_Given task_:
Edit the data below so that every "gravel path" becomes "stone path" and nothing else changes, and leave the pictures out of your answer.

_Material for this exercise_:
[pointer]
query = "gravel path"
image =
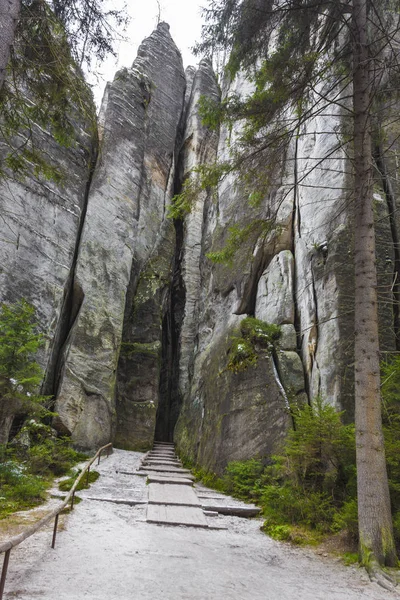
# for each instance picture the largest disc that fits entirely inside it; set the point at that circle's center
(106, 551)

_Final result_:
[pointer]
query = "stone path"
image =
# for each instance picture the largest disc that fits entirely inside it; set the point at that circle's center
(106, 551)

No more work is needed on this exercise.